GIVEN RECORDS:

▶

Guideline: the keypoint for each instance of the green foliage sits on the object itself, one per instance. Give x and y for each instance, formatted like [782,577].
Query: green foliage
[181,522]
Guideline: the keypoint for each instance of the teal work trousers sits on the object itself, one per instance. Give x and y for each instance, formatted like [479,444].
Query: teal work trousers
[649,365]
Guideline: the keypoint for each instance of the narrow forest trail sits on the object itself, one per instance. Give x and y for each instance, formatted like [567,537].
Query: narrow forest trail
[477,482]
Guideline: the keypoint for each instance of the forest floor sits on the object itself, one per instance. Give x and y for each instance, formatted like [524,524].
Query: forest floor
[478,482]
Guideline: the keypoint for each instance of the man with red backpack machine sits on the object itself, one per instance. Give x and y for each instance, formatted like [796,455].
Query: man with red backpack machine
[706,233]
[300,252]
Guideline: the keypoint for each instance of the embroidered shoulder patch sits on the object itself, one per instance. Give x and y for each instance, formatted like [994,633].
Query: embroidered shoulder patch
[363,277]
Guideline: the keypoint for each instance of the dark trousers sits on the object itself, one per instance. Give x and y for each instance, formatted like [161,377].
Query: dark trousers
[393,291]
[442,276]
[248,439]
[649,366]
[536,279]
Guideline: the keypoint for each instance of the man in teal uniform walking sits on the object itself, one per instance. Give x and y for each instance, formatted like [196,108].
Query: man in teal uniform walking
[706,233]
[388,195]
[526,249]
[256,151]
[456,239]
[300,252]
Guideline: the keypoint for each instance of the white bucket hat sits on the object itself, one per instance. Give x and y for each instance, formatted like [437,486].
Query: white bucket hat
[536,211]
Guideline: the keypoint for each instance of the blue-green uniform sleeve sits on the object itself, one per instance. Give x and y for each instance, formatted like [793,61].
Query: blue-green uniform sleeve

◀

DIRECTIONS: Write out every line of the items above as a JSON list of strings, one string per line, with blank lines left out.

SOLUTION BELOW:
[
  "Guideline: the keypoint for each instance of the green foliage sits on the object itself, one per instance. Give x and y for each instance, formatted like [782,577].",
  "Query: green foliage",
  "[181,522]",
  "Guideline: the keypoint for each instance of the teal work trousers sits on the object itself, one per instance. Give x and y for each instance, formatted like [479,444].",
  "Query: teal work trousers",
  "[649,365]",
  "Guideline: the keypoint for each instance of the narrow forest trail sits on the object itself, one per instance. Give x and y for each instance, formatted like [567,537].",
  "Query: narrow forest trail",
  "[477,482]",
  "Guideline: the keypoint for each instance of the forest floor sits on the object itself, one per instance. Give x and y for each instance, formatted like [524,524].",
  "Query: forest floor",
  "[478,482]",
  "Guideline: the keypoint for each instance of the man with red backpack machine sits on the object itself, one per instance. Give x and y for each instance, formatted like [796,455].",
  "Query: man with red backpack machine",
  "[706,233]",
  "[300,252]",
  "Guideline: the keypoint for each instance of the embroidered shoulder patch sits on the object itself, one per instance. Give x and y for each instance, formatted like [994,633].",
  "Query: embroidered shoulder patch",
  "[363,277]",
  "Guideline: the keypoint for each instance of the dark trousers sits on the object itself, one per instance. Give x and y for each instance, formatted like [161,377].",
  "Query: dark trousers",
  "[393,291]",
  "[442,276]",
  "[248,439]",
  "[649,366]",
  "[536,279]",
  "Guideline: the keypoint for each instance of the man in teal uniform walking sits on the object itself, one per instance. Give x and y for each instance, formatted like [196,108].",
  "Query: man in teal uniform walking",
  "[706,233]",
  "[388,195]",
  "[526,249]",
  "[256,151]",
  "[456,239]",
  "[300,252]",
  "Guideline: the keypoint for each instance of the white bucket hat sits on the object itself, one per instance. Give x and y for each instance, formatted like [437,486].",
  "Query: white bucket hat",
  "[536,211]",
  "Guideline: the keypoint for each instance of the blue-green uniform sleeve sits on the object itself, one per instance. Give x and y for each instance, formatted like [793,61].",
  "Query: blue-green uniform sleeve"
]